#### Extract to read

Though according to one of our IT guys there are other easy ways into out network...


----------



## schielrn (May 3, 2011)

I just stick to passwords like:

myBankPassword
myE-mailPassword
myMrExcelPassword

They are all typically at least 14 characters and capitalize each new word.  And then add a number as needed. I can't give away my lucky number though, then everyone would know my passwords.


----------



## sous2817 (May 3, 2011)

schielrn said:


> I just stick to passwords like:
> 
> myBankPassword
> myE-mailPassword
> ...



That seems like as good idea as any...maybe I should switch my password methodology...


----------



## JamesW (May 3, 2011)

Norie said:


> I don't quite see how adding spaces in particular would break any 'brute force' method.
> 
> If it's something to do with the length of the password perhaps it would slow things down, but so would any character.



I'm guessing because a password that has no spaces means you are checking for 26 characters (lets say the alphabet is all that is here) + another 26 for all those capitalised.

Adding a space means you are searching for 1 more character anywhere in the password - I'm rubbish at maths but I know it's alot harder to crack with a space (1 extra character that people don't use much).


----------



## schielrn (May 3, 2011)

The thing that puzzles me, is some major US Banks still do not care about case-sensitive passwords, because I can type my password in any case I want.

And a different bank I was with set up my initialy username as my social security number and never forced me to change it? 

These are just an example of 2 different bank accounts I have had, but it goes back to should the bank (company) require such stringent passwords or leave it up to the user to make it as secure as you want it to be.


----------



## MrKowz (May 3, 2011)

schielrn said:


> The thing that puzzles me, is some major US Banks still do not care about case-sensitive passwords, because I can type my password in any case I want.
> 
> And a different bank I was with set up my initialy username as my social security number and never forced me to change it?
> 
> These are just an example of 2 different bank accounts I have had, but it goes back to should the bank (company) require such stringent passwords or leave it up to the user to make it as secure as you want it to be.

########

● Task requirements:
**A.** List the example passwords that schielrn gives in the password thread.
**B.** Reproduce the stretch of the password thread from "I'm guessing because" through "all those capitalised.".

#### Listing

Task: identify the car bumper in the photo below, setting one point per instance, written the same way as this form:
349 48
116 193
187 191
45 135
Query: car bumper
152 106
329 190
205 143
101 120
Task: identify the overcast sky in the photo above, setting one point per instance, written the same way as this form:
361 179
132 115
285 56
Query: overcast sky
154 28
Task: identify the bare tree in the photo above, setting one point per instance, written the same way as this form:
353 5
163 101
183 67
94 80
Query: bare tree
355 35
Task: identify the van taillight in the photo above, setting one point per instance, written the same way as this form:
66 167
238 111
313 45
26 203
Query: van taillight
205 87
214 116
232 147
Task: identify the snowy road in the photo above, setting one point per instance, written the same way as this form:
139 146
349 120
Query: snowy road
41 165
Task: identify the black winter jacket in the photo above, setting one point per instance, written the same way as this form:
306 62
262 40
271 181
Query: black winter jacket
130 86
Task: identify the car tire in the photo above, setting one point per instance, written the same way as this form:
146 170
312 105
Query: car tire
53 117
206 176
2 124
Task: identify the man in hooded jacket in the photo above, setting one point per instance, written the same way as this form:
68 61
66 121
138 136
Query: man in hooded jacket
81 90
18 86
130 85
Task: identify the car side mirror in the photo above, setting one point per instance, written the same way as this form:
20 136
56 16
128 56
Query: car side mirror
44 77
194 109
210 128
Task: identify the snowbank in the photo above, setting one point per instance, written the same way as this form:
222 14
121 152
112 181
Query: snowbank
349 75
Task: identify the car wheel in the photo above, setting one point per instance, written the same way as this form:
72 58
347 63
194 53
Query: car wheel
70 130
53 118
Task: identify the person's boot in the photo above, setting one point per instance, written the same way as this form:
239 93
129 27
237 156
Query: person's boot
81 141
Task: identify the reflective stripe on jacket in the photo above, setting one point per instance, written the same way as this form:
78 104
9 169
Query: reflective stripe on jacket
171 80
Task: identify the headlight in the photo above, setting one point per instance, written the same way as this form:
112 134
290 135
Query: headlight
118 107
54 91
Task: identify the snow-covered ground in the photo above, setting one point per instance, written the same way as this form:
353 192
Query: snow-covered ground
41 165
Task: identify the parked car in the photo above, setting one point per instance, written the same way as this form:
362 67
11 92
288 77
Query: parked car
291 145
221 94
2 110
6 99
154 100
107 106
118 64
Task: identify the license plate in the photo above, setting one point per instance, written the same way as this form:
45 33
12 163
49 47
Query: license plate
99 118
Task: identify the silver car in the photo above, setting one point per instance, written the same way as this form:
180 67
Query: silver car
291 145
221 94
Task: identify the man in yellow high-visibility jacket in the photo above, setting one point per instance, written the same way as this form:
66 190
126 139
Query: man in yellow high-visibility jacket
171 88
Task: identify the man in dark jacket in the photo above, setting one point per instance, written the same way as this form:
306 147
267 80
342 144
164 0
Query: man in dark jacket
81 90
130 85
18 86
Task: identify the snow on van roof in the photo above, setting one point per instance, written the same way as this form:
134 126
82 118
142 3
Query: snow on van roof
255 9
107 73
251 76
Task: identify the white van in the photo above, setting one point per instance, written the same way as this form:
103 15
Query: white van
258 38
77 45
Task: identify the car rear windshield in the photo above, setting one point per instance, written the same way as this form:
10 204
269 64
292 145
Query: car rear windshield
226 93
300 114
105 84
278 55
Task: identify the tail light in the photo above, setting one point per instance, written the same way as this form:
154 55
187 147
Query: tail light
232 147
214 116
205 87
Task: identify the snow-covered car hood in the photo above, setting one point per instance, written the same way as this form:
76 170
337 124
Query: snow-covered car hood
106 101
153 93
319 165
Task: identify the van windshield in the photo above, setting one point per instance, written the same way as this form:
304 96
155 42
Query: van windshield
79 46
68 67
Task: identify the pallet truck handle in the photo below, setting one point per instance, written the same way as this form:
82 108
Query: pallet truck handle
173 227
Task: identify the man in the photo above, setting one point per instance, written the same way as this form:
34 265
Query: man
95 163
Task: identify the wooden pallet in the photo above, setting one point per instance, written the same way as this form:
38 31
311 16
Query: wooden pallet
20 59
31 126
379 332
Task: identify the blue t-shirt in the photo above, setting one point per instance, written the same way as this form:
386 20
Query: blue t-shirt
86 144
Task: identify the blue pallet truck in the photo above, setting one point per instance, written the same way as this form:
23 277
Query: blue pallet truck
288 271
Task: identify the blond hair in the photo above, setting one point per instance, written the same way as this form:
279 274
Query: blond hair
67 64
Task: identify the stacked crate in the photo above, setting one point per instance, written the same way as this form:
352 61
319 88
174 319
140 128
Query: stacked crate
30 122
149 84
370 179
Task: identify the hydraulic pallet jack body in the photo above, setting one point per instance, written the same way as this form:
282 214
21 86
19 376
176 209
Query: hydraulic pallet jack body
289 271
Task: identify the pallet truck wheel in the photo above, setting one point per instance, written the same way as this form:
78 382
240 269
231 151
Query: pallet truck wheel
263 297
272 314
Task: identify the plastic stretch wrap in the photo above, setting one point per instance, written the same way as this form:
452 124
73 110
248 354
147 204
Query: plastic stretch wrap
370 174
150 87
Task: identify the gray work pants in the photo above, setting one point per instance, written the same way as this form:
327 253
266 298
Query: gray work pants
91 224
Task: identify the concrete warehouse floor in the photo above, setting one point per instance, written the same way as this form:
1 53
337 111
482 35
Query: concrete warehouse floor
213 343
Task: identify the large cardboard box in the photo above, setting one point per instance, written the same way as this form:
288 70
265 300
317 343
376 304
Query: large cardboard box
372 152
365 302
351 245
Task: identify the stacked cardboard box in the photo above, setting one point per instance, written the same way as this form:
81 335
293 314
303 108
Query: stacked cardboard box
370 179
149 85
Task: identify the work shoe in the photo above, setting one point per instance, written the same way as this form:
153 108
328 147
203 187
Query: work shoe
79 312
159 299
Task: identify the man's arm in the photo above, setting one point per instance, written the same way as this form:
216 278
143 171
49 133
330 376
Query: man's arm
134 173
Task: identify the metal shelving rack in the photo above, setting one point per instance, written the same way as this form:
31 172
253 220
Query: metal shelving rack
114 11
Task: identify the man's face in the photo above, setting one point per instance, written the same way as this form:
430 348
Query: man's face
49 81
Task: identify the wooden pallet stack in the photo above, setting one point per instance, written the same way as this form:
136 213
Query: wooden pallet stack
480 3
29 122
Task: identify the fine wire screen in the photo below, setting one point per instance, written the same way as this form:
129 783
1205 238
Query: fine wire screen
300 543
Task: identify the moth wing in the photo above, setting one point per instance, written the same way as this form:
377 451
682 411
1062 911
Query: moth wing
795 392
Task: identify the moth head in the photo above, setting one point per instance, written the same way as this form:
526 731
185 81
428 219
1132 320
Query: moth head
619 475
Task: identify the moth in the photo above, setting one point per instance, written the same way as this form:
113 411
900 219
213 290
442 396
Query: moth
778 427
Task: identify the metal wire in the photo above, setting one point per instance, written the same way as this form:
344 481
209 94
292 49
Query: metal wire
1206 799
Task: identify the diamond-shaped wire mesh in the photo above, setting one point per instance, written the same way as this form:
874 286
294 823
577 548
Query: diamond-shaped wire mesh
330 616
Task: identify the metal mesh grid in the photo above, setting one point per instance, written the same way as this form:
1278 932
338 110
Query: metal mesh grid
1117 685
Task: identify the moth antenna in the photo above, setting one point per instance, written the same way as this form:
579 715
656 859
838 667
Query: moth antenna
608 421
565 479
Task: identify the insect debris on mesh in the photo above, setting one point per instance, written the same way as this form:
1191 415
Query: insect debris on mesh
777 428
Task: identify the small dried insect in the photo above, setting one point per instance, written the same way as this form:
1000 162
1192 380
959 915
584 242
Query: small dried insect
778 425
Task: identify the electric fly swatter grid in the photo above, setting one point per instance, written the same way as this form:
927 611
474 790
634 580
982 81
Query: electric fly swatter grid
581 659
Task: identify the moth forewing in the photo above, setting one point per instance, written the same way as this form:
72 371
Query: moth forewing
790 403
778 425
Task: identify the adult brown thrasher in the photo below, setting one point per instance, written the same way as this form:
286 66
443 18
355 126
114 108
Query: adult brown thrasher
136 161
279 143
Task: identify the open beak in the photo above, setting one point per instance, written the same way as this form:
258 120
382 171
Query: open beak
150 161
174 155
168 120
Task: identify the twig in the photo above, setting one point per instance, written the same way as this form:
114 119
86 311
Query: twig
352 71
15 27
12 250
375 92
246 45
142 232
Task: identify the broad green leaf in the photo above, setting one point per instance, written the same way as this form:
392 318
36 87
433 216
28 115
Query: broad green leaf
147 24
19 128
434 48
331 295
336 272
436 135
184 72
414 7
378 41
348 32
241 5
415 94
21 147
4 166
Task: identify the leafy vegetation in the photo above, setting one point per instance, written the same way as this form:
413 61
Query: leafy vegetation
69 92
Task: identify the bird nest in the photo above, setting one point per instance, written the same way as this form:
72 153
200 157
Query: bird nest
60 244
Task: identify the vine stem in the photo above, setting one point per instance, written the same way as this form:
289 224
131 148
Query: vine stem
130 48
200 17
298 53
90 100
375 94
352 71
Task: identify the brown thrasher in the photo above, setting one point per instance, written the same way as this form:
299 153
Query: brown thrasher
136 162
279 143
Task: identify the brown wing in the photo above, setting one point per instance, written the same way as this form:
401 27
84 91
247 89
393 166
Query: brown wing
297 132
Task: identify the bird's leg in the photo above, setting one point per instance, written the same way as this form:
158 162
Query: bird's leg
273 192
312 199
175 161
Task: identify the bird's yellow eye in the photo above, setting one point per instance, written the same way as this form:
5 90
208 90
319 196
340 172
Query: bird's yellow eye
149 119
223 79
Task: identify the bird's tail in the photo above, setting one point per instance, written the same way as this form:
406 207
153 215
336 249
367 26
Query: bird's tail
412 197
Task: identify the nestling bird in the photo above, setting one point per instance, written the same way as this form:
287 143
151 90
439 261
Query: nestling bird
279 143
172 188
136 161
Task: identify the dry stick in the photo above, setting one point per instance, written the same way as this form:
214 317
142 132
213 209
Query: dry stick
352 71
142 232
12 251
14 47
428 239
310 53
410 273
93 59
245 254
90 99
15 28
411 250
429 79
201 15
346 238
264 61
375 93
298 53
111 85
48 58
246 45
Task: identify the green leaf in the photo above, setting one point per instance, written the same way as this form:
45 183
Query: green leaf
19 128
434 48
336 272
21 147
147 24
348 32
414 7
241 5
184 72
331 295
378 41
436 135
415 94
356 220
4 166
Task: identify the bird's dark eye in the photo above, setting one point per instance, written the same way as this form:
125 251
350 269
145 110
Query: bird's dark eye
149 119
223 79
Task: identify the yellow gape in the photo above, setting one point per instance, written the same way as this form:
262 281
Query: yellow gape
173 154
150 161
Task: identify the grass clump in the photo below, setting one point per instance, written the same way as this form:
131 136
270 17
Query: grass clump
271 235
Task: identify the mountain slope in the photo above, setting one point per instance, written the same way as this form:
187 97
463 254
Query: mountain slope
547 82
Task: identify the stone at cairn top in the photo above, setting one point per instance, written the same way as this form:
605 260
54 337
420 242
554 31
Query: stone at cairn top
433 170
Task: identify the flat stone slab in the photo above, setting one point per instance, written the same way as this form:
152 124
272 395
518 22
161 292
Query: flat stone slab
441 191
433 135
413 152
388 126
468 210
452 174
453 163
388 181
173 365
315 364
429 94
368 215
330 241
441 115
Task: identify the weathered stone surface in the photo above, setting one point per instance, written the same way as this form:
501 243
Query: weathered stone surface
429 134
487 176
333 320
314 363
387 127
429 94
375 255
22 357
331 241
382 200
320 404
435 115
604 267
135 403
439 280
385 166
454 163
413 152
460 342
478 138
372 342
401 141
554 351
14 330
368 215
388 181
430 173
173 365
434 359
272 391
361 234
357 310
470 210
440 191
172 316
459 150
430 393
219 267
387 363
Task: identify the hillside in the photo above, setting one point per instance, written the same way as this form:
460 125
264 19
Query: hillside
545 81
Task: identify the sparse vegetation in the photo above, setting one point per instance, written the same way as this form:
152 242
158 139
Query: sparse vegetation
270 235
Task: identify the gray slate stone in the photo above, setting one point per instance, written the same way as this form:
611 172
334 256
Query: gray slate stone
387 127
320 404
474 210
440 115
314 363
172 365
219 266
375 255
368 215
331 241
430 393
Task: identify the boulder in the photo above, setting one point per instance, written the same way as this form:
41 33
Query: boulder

########

● Answers below:
**A.**
myBankPassword
myE-mailPassword
myMrExcelPassword

**B.**
I'm guessing because a password that has no spaces means you are checking for 26 characters (lets say the alphabet is all that is here) + another 26 for all those capitalised.